### [DESCRIPTION OF THE TASK]
Return, character for character, the lines from the one bearing "Objective — one pin per instance of the pink" through the end of the material. Omit everything before that line.
━━ DATASET RECORDS
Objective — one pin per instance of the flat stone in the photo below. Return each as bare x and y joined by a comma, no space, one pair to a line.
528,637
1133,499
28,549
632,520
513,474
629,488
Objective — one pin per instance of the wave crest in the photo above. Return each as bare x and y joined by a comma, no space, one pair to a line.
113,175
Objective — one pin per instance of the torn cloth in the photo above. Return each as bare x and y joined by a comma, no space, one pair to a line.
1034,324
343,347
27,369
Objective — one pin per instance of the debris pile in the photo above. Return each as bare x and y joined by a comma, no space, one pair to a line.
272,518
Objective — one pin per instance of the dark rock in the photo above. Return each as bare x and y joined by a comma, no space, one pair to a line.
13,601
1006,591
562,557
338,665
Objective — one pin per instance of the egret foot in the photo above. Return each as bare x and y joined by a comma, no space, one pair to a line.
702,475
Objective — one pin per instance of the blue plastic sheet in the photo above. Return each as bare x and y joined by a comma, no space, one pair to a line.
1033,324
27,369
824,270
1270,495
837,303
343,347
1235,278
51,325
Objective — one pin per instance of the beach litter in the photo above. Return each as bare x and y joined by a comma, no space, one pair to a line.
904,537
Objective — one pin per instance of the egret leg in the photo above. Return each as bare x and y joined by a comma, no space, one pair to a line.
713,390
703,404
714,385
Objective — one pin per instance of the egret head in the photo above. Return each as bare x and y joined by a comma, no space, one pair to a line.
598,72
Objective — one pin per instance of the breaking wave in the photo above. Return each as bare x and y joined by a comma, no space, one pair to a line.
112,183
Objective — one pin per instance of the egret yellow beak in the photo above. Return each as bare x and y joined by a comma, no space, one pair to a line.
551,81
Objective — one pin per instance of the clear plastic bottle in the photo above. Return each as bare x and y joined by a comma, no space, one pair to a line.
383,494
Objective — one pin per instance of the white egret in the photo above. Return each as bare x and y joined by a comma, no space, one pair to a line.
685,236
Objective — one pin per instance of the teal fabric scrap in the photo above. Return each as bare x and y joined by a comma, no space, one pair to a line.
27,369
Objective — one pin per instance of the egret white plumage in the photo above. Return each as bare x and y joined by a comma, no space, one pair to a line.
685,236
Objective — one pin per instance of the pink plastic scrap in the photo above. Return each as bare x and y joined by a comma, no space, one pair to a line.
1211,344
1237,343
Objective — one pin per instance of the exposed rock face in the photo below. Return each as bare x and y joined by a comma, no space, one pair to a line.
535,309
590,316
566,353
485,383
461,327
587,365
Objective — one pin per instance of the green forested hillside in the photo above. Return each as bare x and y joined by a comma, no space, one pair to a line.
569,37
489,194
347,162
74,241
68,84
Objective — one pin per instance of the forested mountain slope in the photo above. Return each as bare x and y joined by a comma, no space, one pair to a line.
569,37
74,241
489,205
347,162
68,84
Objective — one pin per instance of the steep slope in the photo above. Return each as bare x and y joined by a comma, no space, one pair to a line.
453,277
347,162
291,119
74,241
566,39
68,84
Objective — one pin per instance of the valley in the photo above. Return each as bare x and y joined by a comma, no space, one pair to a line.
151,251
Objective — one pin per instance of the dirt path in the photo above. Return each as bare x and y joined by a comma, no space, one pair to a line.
━━━━
### [ANSWER TO THIS EXERCISE]
Objective — one pin per instance of the pink plastic scrap in the photo above. Return each as bare x and y joined by a comma, no space, one pair to a line.
1211,344
1237,343
Objective — one pin per instance of the exposed rock face in the photo below. Return each as bare x and y joined by a comma, no space, one pair to a line.
535,309
590,316
566,353
485,383
461,327
587,365
Objective — one pin per instance of the green forested hillside in the photo above. Return each as bare x and y joined by a comma, no space, one pair to a line.
569,37
489,194
347,162
74,241
68,84
Objective — one pin per instance of the forested mountain slope in the photo above. Return each as bare x and y joined by a comma, no space, one pair to a line.
569,37
74,241
489,205
347,162
68,84
Objective — one pin per instance of the steep slope in the photo above. Return each as bare x and y joined by a comma, no space, one pair to a line.
453,277
347,162
291,119
74,241
566,39
68,84
Objective — one pin per instance of the valley in the photo above. Return each as bare x and y joined by a comma, no space, one pair to a line.
151,251
Objective — one pin per instance of the dirt path in the photo above. Return each as bare x and y joined by a comma, no space, one pair to a line.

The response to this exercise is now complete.